• **Page**:
※

Hedging not all bad for gold miners in 2013
Hedging remains subdued, despite big profits by early movers and an increase in inquires that could see more companies taking up the practice in 2014.
Posted: Monday , 16 Dec 2013
LONDON (Mineweb) -
Despite aggressive downward lurches in the gold price in recent years, gold miners remain reluctant to hedge their gold production,
The majority of new hedge books opened since gold's nominal peak in 2011 have been imposed by lenders or motivated by tactical cash flow concerns. London-listed Shanta Gold and Australia's Evolution Mining have both used hedging this year, but only as a 'last-dollar' funding technique, used to bring new mines into production, with the majority of their output remaining unhedged.
ASX-listed Beadell Resources is sitting on one of the industry's most valuable open books, selling 60 per cent of its output at $1,600 per ounce, but the forward sale was imposed on the company by its lenders Macquarie Bank.
Gold miners voluntarily entering hedging programmes remain mavericks, despite having profited handsomely. In the face of a cumbersome cap-ex pipeline at its operations in Russia, London-listed Petropavlovsk has hedged 14 tonnes of gold this year, raising $799m, equal to an average price per ounce nearly $400 higher than the current spot price. China-backed Norton Gold Fields also began hedging this year, selling 50,000 gold ounces at $1,400 per ounce.
Companies have more commonly responded to price weakness by closing existing books, capitalising on the opportunity to become unhedged. After gold's biggest one-day drop in 30-years in April, Crocodile Gold, Reed Resources and Mutiny Gold all profitably closed out agreements, in each case using the proceeds to pay down debt.

※

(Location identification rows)
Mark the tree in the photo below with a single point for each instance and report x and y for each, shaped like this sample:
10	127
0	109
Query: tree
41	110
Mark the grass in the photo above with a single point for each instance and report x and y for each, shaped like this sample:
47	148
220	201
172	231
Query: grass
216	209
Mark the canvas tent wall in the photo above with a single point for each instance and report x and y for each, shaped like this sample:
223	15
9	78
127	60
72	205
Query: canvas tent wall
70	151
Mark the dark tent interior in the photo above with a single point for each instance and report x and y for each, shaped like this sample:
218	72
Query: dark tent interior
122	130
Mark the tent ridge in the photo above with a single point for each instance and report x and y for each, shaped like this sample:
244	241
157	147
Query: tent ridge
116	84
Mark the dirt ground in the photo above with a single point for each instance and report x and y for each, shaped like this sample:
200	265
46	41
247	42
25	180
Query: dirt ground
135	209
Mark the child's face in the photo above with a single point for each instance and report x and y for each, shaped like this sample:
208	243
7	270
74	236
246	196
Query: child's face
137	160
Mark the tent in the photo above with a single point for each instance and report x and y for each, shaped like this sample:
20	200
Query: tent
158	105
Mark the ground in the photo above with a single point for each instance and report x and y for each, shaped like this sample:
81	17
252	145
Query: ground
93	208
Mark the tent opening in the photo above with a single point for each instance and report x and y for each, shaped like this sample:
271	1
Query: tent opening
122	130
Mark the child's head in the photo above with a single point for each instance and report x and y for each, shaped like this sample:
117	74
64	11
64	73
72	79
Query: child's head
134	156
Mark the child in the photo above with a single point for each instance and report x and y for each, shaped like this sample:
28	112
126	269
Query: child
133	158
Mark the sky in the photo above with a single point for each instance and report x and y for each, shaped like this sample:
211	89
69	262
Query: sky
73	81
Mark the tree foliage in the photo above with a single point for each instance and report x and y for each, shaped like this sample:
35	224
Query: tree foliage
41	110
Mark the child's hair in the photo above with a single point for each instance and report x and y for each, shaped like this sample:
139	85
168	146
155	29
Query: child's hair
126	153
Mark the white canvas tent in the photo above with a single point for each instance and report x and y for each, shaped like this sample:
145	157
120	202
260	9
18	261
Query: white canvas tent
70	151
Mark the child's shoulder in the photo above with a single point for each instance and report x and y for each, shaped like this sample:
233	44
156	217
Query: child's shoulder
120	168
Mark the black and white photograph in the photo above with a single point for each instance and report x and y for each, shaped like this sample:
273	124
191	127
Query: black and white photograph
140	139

※

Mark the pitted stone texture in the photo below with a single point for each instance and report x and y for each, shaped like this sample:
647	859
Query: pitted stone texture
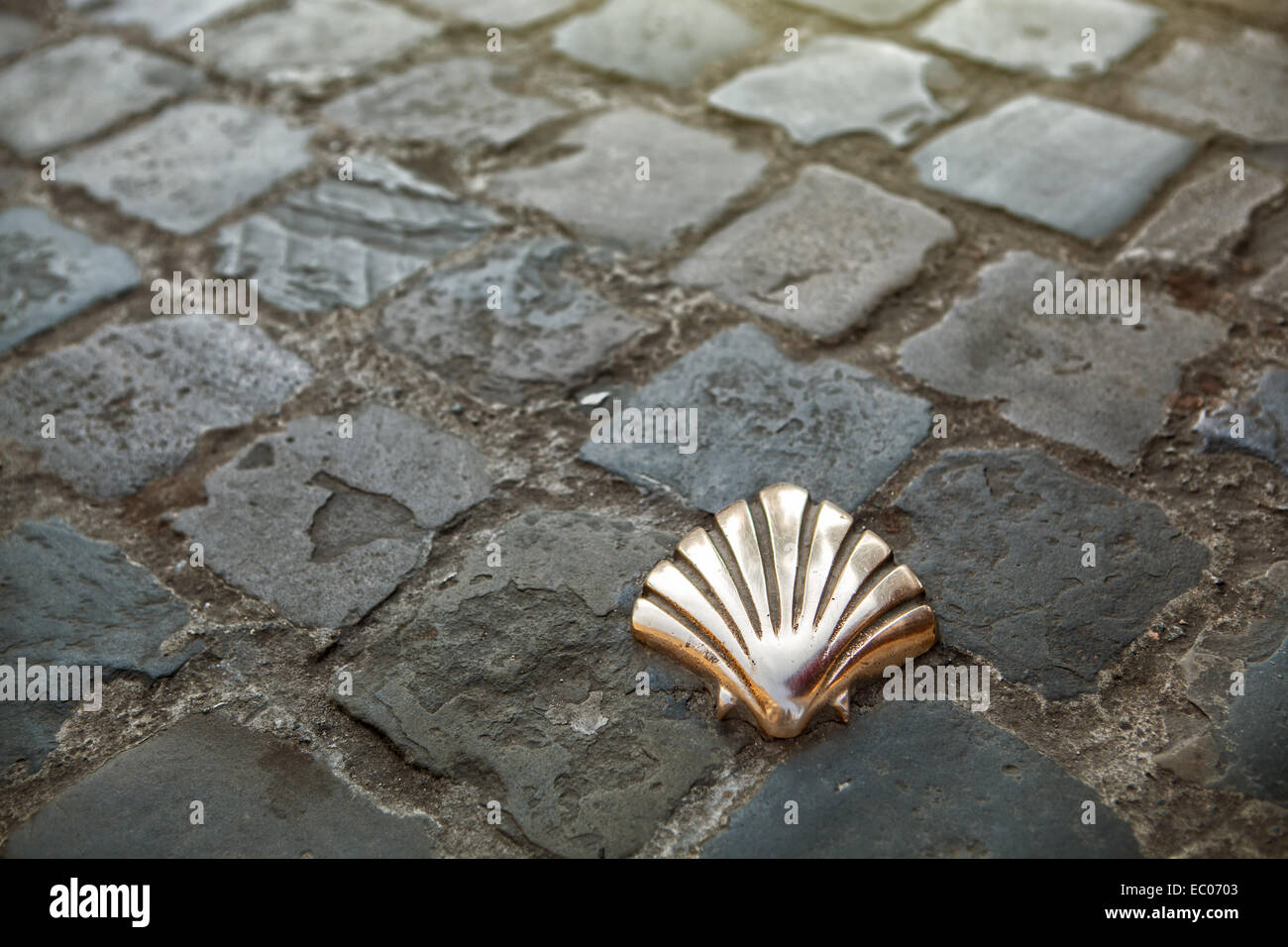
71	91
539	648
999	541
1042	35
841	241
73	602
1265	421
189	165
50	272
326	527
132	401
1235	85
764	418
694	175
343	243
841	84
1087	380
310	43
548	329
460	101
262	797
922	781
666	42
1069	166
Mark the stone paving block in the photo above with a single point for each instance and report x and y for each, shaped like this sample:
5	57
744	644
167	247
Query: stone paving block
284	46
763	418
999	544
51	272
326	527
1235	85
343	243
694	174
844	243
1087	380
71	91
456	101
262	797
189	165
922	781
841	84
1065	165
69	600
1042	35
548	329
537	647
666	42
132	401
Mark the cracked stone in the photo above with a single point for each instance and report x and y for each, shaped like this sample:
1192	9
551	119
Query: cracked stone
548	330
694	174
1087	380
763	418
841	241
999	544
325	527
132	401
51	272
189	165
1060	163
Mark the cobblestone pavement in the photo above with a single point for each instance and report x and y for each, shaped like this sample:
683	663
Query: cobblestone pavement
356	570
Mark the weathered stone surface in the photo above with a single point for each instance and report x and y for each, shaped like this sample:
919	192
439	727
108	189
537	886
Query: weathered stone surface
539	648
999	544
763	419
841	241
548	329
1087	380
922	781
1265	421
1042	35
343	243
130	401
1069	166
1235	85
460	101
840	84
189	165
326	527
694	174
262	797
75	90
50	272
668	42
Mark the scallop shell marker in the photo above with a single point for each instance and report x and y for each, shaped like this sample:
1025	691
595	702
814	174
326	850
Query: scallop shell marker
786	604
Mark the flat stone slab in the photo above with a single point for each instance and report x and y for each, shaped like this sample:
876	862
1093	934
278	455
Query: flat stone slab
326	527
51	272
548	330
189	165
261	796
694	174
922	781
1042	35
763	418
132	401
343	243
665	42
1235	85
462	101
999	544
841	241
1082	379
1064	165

※

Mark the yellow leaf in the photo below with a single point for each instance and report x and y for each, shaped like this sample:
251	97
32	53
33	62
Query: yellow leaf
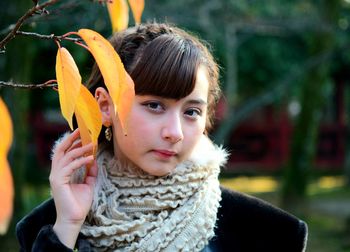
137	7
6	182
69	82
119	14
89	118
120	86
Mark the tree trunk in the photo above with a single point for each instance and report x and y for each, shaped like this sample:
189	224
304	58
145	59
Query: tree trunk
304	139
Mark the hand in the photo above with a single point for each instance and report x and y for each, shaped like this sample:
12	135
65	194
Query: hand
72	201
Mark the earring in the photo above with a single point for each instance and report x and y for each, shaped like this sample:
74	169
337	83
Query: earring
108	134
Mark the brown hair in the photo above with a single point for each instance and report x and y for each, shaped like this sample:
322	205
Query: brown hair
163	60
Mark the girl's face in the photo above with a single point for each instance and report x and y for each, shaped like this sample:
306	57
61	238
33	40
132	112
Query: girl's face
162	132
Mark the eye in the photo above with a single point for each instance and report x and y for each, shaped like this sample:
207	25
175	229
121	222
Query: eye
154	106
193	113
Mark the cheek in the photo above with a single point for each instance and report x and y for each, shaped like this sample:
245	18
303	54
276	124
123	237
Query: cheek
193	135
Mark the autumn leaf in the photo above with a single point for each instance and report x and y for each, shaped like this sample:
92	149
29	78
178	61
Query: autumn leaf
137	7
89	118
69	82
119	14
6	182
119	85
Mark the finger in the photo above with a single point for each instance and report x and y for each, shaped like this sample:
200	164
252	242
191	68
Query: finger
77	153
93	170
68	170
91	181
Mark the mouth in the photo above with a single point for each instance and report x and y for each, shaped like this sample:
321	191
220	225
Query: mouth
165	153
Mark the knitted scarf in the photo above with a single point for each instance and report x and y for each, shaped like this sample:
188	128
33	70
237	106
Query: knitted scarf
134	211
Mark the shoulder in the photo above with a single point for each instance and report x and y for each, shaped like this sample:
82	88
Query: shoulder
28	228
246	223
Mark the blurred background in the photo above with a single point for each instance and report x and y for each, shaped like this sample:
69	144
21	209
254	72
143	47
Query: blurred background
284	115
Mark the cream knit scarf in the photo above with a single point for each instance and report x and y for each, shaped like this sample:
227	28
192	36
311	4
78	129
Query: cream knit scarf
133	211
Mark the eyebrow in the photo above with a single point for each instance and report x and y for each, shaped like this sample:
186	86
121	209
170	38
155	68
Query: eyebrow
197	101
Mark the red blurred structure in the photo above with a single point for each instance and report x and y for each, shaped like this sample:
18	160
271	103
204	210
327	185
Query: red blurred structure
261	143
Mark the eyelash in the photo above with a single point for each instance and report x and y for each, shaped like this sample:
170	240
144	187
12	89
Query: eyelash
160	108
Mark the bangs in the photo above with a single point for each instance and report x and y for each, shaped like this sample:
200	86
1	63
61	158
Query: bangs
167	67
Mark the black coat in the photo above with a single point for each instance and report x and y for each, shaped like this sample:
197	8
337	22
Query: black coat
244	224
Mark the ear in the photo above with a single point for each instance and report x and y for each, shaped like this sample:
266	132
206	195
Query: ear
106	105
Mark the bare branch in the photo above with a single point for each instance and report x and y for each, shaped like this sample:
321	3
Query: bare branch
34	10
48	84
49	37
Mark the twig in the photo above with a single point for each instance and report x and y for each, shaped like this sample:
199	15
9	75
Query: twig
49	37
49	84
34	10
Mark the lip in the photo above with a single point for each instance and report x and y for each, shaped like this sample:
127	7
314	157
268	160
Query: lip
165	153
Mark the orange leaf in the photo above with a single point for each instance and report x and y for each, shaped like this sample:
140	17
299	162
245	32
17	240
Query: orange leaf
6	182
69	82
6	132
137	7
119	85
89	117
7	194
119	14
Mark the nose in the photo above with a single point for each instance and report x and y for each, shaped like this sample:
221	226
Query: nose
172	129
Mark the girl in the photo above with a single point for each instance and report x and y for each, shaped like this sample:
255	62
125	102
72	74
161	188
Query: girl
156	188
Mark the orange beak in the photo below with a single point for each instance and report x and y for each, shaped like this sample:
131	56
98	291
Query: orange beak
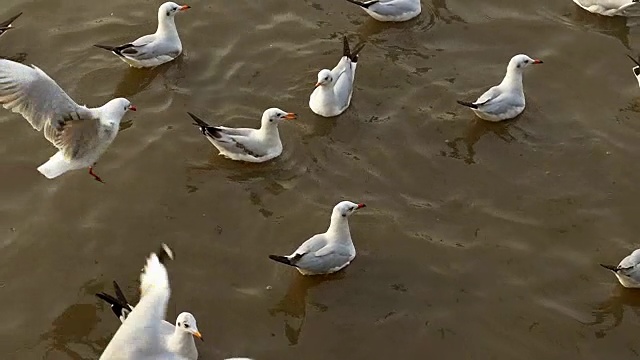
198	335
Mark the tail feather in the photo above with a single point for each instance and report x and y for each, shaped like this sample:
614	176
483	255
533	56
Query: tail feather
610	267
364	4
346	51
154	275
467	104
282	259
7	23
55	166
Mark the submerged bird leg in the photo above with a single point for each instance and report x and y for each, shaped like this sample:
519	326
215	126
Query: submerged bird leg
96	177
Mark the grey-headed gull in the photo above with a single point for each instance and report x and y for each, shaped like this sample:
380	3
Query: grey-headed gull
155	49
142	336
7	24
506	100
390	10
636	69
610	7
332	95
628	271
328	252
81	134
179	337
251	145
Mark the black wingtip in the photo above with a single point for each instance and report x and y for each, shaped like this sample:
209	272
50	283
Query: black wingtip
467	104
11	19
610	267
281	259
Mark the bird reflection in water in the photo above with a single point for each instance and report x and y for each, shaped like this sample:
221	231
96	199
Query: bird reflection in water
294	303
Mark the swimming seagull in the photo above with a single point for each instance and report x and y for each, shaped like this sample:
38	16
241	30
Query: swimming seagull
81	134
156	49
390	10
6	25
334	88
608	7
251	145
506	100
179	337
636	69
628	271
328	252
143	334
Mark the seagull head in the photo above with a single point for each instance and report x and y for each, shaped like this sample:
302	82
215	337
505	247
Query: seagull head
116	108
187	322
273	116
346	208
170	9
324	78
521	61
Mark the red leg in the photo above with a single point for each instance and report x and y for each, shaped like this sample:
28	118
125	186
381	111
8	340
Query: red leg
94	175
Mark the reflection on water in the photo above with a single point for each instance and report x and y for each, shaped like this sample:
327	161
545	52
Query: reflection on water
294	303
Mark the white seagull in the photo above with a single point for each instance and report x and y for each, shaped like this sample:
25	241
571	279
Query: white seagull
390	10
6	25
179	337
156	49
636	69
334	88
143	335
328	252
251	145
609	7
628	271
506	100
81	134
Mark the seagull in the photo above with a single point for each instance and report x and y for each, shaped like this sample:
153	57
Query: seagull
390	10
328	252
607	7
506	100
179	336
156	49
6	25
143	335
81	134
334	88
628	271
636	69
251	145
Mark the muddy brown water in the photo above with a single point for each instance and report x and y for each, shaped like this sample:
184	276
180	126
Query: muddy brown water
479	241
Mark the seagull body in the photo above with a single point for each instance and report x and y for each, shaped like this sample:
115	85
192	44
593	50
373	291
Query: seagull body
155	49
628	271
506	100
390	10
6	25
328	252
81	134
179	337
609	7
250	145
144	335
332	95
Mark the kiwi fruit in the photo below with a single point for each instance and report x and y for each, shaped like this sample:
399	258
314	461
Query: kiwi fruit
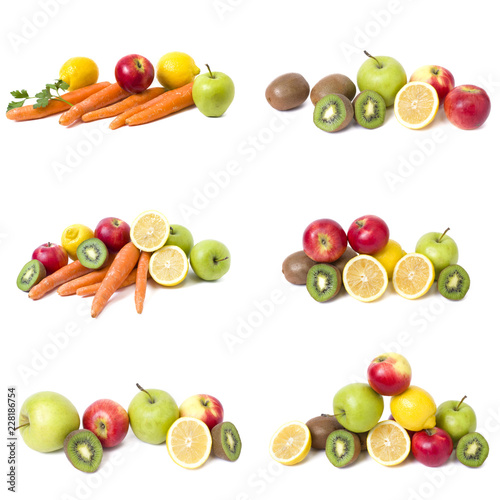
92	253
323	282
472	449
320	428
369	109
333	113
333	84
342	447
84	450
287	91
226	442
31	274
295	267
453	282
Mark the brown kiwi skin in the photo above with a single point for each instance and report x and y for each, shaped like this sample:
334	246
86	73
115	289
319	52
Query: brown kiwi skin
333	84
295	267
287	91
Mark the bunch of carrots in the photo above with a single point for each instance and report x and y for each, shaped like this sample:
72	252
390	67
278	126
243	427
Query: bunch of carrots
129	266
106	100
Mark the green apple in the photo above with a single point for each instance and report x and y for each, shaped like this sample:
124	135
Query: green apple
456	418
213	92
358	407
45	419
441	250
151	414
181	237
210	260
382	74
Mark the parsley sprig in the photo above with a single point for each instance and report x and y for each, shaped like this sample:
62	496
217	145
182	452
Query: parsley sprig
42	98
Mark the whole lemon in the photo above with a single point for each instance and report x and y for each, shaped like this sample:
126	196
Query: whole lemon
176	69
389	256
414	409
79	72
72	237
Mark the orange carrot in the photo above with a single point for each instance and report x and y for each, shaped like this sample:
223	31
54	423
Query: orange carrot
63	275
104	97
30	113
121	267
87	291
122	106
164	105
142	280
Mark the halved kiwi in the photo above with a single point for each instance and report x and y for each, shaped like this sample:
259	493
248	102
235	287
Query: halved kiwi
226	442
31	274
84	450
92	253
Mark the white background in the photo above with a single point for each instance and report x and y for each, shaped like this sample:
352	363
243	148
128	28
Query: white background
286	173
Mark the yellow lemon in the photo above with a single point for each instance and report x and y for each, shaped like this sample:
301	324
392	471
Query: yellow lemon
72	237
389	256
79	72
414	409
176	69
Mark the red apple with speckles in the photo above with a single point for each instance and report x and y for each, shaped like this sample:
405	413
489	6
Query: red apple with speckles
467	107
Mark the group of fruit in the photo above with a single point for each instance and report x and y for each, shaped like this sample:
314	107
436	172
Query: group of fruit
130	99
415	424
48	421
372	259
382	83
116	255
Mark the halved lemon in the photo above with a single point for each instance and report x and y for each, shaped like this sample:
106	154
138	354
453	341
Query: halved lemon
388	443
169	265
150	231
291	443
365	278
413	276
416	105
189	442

※

• **Given task 1**:
Copy the stretch of the gold hedging article from "Posted: Monday , 16" through "output remaining unhedged.", switching "lenders" to "creditors".
• **Given task 2**:
Pull out every line of the rows that contains the string "orange".
The gold hedging article and the rows are separate, unrelated material.

• **Problem solution 1**:
Posted: Monday , 16 Dec 2013
LONDON (Mineweb) -
Despite aggressive downward lurches in the gold price in recent years, gold miners remain reluctant to hedge their gold production,
The majority of new hedge books opened since gold's nominal peak in 2011 have been imposed by creditors or motivated by tactical cash flow concerns. London-listed Shanta Gold and Australia's Evolution Mining have both used hedging this year, but only as a 'last-dollar' funding technique, used to bring new mines into production, with the majority of their output remaining unhedged.

• **Problem solution 2**:
Mark the orange leaf in the photo above with a single point for each instance and report x and y for each, shaped like this sample:
Query: orange leaf
Mark the orange beak in the photo below with a single point for each instance and report x and y for each, shaped like this sample:
Query: orange beak
Mark the orange carrot in the photo above with a single point for each instance and report x and y for each, shaped like this sample:
Query: orange carrot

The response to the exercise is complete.